## EXERCISE
Please repeat the records below exactly, skipping any pictures.

* * *

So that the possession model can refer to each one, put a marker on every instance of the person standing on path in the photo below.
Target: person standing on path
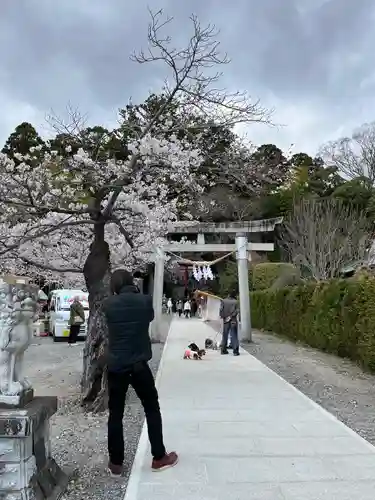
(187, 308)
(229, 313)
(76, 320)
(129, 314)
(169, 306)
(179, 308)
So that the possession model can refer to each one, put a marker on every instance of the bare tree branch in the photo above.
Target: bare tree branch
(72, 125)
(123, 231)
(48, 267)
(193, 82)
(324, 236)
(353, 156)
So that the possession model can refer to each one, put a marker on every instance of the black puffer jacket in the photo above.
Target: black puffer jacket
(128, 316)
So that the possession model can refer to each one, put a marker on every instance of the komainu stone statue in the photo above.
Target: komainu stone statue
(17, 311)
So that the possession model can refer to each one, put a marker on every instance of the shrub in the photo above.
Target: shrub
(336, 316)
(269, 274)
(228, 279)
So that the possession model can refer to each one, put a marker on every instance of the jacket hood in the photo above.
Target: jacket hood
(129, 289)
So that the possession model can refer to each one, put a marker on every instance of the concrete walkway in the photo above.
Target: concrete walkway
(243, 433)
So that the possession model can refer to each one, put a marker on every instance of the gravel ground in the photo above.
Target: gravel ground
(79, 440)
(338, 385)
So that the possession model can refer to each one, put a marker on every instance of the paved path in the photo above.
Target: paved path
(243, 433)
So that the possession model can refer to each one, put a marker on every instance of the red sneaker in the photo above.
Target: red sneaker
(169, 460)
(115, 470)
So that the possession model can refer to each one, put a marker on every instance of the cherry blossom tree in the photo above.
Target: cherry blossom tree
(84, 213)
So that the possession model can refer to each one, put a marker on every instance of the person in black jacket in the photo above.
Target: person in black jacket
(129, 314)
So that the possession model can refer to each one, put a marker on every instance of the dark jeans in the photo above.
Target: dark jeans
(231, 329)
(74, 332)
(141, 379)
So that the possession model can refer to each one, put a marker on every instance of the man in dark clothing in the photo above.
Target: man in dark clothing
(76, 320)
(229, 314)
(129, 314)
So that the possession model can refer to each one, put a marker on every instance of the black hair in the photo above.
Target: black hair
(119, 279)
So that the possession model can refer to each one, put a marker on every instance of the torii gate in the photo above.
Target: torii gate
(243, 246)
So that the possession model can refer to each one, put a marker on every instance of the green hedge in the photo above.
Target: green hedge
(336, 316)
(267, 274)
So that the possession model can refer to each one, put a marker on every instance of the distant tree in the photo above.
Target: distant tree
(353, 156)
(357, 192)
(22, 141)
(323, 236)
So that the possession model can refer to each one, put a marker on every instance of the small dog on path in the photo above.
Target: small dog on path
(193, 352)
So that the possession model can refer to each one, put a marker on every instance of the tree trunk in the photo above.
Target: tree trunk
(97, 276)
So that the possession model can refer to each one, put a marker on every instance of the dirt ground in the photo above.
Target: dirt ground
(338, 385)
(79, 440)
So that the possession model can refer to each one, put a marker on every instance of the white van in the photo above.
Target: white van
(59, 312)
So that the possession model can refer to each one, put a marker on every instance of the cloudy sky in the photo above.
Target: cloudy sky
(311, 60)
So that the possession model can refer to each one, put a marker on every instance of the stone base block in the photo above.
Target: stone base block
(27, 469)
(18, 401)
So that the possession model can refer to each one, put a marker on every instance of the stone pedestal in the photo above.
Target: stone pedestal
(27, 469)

* * *

## ANSWER SPACE
So that the possession model can refer to each one, put a marker on every instance of the person standing on path in the photo below.
Target: person standing on path
(187, 308)
(229, 313)
(76, 320)
(129, 314)
(169, 306)
(179, 308)
So that the possession model can refer to each one, put a marker on every instance of the bare tree branch in the photo above.
Target: bare tree branch
(72, 125)
(123, 231)
(48, 267)
(193, 82)
(324, 236)
(353, 156)
So that the possession model can refer to each one, put a marker on every instance of the black puffer jacket in the photo above.
Target: black puffer jacket
(128, 316)
So that the possession model can refer to each one, put a marker on every instance of the komainu stone statue in the photo above.
Target: komainu stone statue
(17, 311)
So that the possession model can refer to each one, put a marker on every instance of the shrub in the photo above.
Target: shrub
(336, 316)
(269, 274)
(228, 279)
So that the possession model can refer to each one, put a marker on every instance of the jacket hood in the photo above.
Target: jacket hood
(129, 289)
So that the possession model can refer to each one, put a marker on every instance of the concrete walkway in the photo above.
Target: concrete walkway
(243, 433)
So that the possession model can refer to each one, put a marker on every instance of the gravel ground in the photo above.
Target: gravel ground
(79, 440)
(338, 385)
So that the possession model can refer to each one, put a marker on every instance of the paved path in the photo above.
Target: paved path
(243, 433)
So that the possession model can refer to each one, put a marker on every instance of the red sneaker in the photo above.
Target: red sneaker
(169, 460)
(115, 470)
So that the possession model can refer to each one, put a marker on every instance of the cherry blossom tree in the photo above.
Target: cherry blossom tree
(84, 213)
So that the possession model can refer to each one, put a marker on every instance of the person in black jacket in the photo above.
Target: person in black jacket
(129, 314)
So that the possession model can refer to each one, put a marker on every instance of the dark jeans in the photo above.
Target: dark jeans
(231, 329)
(74, 332)
(141, 379)
So that the possession model can refer to each one, put a marker on every instance of the man in dark clothing in the photo above.
Target: man in dark clothing
(76, 320)
(229, 314)
(129, 314)
So that the possession model can refer to each one, put a marker on every instance of the black hair in the photo above.
Target: black hair
(119, 279)
So that the possession model can refer to each one, put a marker on every instance of the torii gate in the photo above.
Target: torii gate
(243, 246)
So that the possession model can refer to each one, put a marker on every instance of the green hedge in the photo above.
Target: green hedge
(336, 316)
(267, 274)
So that the possession model can refer to each one, put a marker on every instance of the distant tree in the photo above.
Target: distant tree
(353, 156)
(357, 192)
(22, 141)
(323, 236)
So that the possession model can refer to each one, put a marker on every instance of the small dog on path in the photo above.
Target: small dog on path
(193, 352)
So that the possession model can refer to each one, put a marker on every instance of the tree trunk in the photo above.
Target: tree trunk
(97, 276)
So that the possession model can refer to each one, put a marker on every instance of the dirt ground in the photo above.
Target: dirt ground
(338, 385)
(79, 440)
So that the possession model can refer to each one, put a marker on every instance of the white van in the photo above.
Target: white van
(59, 312)
So that the possession model can refer to each one, put a marker on every instance of the cloudy sky in the photo above.
Target: cloudy sky
(311, 60)
So that the possession model can refer to each one, put a marker on every instance of the stone base block in the photo above.
Target: stone base block
(27, 469)
(18, 401)
So that the possession model can refer to each one, put a marker on every instance of the stone pedestal in the photo above.
Target: stone pedestal
(27, 469)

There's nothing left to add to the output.